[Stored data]
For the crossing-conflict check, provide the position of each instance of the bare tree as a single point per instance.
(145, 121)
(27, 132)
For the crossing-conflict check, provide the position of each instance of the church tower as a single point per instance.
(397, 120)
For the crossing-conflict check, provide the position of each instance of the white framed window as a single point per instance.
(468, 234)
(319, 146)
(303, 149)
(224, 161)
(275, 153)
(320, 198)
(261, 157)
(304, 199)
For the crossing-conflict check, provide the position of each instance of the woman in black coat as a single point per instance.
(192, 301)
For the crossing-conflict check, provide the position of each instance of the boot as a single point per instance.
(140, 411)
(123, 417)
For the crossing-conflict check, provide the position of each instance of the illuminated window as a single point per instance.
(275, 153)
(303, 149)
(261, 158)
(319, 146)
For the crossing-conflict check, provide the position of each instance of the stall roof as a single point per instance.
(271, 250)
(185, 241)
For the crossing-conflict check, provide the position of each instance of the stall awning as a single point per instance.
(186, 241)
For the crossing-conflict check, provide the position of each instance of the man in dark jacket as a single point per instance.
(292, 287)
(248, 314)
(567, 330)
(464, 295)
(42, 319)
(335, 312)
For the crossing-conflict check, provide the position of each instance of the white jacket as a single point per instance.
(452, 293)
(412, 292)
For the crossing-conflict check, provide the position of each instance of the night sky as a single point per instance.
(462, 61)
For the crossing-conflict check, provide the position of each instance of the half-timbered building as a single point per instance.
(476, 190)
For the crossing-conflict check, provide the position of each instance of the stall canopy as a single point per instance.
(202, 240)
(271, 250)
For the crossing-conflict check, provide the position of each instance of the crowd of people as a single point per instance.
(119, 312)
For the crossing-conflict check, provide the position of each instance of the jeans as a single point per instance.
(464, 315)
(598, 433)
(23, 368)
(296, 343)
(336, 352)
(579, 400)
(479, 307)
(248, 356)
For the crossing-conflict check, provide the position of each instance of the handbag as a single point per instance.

WHAT IS REQUIRED: All of the entries need to be reproduced exactly; please write them out.

RESULT BELOW:
For the crossing-conflict check, provide the position of each instance of the bare tree as a single point per instance.
(145, 121)
(27, 132)
For the crossing-conflict check, provide the position of each instance of the church tower as a single point per instance.
(397, 120)
For the crossing-conflict check, provide the position of each instance of the white framed window as a single point per instance.
(468, 234)
(319, 146)
(303, 149)
(224, 161)
(275, 153)
(320, 198)
(261, 157)
(304, 199)
For the crossing-conflict check, provide the position of each instance of the woman in black coat as a single point per instance.
(192, 301)
For the crossing-conflict check, provide the position of each instance of the boot as a single point per instance.
(140, 411)
(123, 417)
For the crossing-conflict check, provide the position of each instance of the illuminated window as a single point per instance.
(275, 153)
(303, 149)
(261, 158)
(319, 146)
For the crossing-conflict check, provide the position of each instance of the stall roof as a single point per instance.
(271, 250)
(185, 241)
For the crossing-conflict check, provide the position of each instance of the stall awning as a single point per instance.
(186, 241)
For the crossing-conflict check, provide the position of each instance of the man in dark jacket as a single point per instance.
(292, 287)
(248, 314)
(567, 330)
(464, 295)
(42, 319)
(335, 312)
For the crossing-conflict check, provide the position of each instance of the white jacket as a single point per instance.
(452, 293)
(412, 292)
For the crossing-conflict check, provide the position of each instance of the night sky as a single point per instance.
(462, 61)
For the crossing-conflict check, provide the position of each instance of the half-timbered building as a single point per instance.
(476, 190)
For the crossing-conflict check, provide the position of each instance of the stall canopy as a single point per instance.
(202, 240)
(271, 250)
For the crossing-conflict check, provide the position of each instance of the crowd of people as a single point per instance.
(119, 312)
For the crossing-conflict check, provide the position of each instance of the jeans as a single point per instance.
(464, 315)
(598, 433)
(23, 368)
(296, 343)
(336, 352)
(579, 400)
(479, 307)
(248, 356)
For the crossing-conflict check, provide the position of each instance of the handbag as a single point per instance.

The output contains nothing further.